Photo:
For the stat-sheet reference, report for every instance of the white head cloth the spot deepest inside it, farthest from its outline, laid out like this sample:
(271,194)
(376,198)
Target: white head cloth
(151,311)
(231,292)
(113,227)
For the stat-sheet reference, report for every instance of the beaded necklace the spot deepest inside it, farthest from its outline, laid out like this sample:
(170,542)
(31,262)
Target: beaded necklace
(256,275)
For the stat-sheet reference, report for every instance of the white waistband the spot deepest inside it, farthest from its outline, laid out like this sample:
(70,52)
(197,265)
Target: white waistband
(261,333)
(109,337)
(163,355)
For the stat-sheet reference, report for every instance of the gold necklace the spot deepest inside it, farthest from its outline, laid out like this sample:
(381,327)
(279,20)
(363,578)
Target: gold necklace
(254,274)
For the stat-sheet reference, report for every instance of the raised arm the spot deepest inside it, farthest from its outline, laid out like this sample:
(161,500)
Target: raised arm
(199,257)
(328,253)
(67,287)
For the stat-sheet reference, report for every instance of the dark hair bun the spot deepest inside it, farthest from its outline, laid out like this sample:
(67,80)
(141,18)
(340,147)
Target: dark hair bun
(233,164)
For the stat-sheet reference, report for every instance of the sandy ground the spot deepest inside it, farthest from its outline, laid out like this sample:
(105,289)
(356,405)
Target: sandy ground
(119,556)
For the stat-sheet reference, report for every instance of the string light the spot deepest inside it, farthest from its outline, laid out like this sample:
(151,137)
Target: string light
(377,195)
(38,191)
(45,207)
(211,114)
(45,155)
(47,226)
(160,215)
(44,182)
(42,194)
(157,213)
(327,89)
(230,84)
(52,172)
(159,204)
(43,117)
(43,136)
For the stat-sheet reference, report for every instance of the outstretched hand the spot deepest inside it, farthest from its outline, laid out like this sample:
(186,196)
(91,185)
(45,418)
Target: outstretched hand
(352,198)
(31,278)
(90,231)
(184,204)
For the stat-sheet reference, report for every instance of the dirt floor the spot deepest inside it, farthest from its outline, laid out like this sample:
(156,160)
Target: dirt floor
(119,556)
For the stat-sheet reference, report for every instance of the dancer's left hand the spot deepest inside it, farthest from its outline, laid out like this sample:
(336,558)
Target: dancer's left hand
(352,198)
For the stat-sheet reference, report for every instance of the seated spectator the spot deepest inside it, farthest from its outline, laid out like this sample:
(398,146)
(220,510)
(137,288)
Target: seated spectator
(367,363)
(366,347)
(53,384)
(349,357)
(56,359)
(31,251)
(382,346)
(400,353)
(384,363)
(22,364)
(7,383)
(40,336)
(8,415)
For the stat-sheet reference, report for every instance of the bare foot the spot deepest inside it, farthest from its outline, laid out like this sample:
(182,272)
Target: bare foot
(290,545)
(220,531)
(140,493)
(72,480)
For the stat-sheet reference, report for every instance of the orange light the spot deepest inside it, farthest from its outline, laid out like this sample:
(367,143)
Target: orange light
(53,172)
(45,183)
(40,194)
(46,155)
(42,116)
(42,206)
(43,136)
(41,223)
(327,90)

━━━━━━━━

TASK DETAILS: An exact printout is needed of the lines from the one containing "of the bare" through the end of the listing above, both of those lines included, and nothing else.

WRITTEN RESPONSE:
For the stat-sheet reference, report for every instance of the bare foot the spot deepest inside it, farthest from its outline, laid out like this sample:
(182,272)
Target: bare foot
(290,545)
(220,531)
(140,493)
(72,480)
For the stat-sheet reference, report for every instance of the orange light the spot deepest inside it, farthest from its outline, laid out like this sample:
(367,143)
Target: orange light
(53,172)
(45,183)
(40,194)
(46,155)
(42,116)
(42,206)
(43,136)
(41,223)
(327,90)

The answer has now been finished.